● **WRITTEN INSTRUCTION**:
Rewrite the stretch of records from the line containing "query | clump of grass" through the end, keeping the requests, and offset every coordinate in the answers by adding 87 to each number.

──────────────────────────────

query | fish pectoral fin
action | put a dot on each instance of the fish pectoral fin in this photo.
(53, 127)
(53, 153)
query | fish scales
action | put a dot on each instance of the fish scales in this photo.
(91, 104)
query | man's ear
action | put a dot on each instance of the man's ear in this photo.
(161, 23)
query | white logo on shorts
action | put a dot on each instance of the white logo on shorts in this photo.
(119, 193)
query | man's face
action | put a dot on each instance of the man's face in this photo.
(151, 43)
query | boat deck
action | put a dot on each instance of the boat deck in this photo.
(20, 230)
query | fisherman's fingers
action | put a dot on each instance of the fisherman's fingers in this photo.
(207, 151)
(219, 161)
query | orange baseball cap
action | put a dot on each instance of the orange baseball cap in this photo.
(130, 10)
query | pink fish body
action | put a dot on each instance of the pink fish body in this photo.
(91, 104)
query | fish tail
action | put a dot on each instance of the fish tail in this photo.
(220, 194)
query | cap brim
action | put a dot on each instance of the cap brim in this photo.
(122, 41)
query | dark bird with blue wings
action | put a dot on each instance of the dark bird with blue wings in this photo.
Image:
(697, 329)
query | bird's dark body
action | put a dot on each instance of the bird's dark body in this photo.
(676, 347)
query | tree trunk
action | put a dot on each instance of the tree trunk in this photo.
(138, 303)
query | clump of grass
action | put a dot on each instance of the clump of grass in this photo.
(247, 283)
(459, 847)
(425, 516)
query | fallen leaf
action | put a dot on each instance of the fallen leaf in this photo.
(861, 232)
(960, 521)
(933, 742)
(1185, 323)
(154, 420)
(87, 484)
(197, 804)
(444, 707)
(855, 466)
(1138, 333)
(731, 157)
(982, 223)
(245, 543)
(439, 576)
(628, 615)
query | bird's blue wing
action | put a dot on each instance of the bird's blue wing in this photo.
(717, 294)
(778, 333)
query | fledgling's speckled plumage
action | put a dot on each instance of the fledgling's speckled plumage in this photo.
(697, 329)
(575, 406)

──────────────────────────────

● **THE ANSWER**:
query | clump of grass
action | put a dot on each instance of the clump of grass in this photo.
(334, 370)
(546, 934)
(512, 603)
query | fallen leaf
action | put a dot on each instance of the fallen leaf in this photo.
(948, 319)
(1047, 608)
(1020, 829)
(1272, 410)
(241, 507)
(174, 571)
(284, 891)
(531, 794)
(942, 553)
(1225, 420)
(818, 244)
(1069, 310)
(332, 630)
(526, 663)
(715, 702)
query | bird's blue wing
action | put a dot on each instance of the bird's blue wing in this photo.
(804, 381)
(865, 420)
query | fledgling's speckled plumage
action | put a dot on each instance of the fledgling's speckled plumage in this photo.
(784, 416)
(662, 493)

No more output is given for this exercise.